PROBLEM DESCRIPTION: Reproduce the records below word for word.

(Stored data entries)
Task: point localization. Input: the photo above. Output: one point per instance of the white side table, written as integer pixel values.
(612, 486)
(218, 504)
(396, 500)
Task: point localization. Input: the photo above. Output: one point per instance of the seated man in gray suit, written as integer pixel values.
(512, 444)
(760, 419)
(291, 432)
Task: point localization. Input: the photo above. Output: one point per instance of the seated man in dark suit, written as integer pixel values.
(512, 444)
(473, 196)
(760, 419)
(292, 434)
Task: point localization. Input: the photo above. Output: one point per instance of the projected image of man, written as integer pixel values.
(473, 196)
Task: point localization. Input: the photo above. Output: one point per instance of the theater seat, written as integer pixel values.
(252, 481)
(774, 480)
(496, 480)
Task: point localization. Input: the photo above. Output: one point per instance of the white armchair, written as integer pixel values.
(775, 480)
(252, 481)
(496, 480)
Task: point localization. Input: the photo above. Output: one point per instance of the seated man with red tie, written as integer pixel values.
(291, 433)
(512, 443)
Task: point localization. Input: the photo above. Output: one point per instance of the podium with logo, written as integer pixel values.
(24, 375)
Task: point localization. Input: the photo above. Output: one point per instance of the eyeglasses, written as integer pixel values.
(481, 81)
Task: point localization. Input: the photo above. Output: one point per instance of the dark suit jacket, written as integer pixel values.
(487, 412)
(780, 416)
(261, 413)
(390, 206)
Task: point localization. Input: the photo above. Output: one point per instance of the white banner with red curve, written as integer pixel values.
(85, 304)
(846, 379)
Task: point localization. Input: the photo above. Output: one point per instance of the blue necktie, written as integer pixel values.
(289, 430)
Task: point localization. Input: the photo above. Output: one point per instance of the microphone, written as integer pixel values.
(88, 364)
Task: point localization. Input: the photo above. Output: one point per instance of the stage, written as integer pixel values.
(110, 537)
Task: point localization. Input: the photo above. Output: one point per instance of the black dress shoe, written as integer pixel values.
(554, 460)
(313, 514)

PROBLEM SOLUTION:
Task: point localization. Input: the photo above. Output: one point per instance of the white side table, written as integer pixel values.
(612, 486)
(218, 504)
(396, 500)
Task: point localization. Input: the photo above. Output: one point per instance of the seated man in gray suit, written as integer pixel values.
(512, 444)
(760, 419)
(291, 432)
Task: point localization. Input: the photo above. Output: one point per instance of the seated man in dark suit, written as integer pixel values.
(512, 444)
(473, 196)
(760, 419)
(292, 434)
Task: point localization. Input: the photo above. Output: one point per instance of the projected image of man, written as integer pixel values.
(473, 196)
Task: point localization. Input: the photo above. Output: one point per instance of the theater seat, written as integer pixel values.
(252, 481)
(774, 480)
(496, 480)
Task: point localization. Input: the photo above. Output: one point per instance of the white armchair, written as integer pixel values.
(775, 480)
(252, 481)
(496, 480)
Task: point localization. Input: the photo above. Output: one point per instance of the seated man with red tie, written as integer pixel values.
(291, 433)
(512, 443)
Task: point localization. Input: the photo above. Output: one point per instance of the podium with logo, written as integer pixel values.
(24, 375)
Task: point localization. Input: the photo above. Output: one point per instance of the eyeglasses, written as integer pixel values.
(481, 81)
Task: point localization. Input: the photo above. Output: one point per instance of the dark suit jacket, written as integer pixel values.
(487, 412)
(780, 416)
(261, 413)
(390, 206)
Task: point localization. Input: the photo above. Output: one point per instance of the white banner with red curve, written as integer pixel values.
(85, 304)
(846, 379)
Task: point localization. Input: the photo above. Output: one point per instance of the blue necktie, written as integer pixel values.
(289, 430)
Task: point localization. Input: the photo above. Output: one point per instance of the microphone, written as integer pixel values.
(88, 364)
Task: point localization. Input: the photo above. Output: one point per instance of the stage, written as integer pixel values.
(110, 537)
Task: point localization. Input: the photo above. Output: one point per instance of the black dress shoe, written as integer pixel values.
(554, 460)
(313, 514)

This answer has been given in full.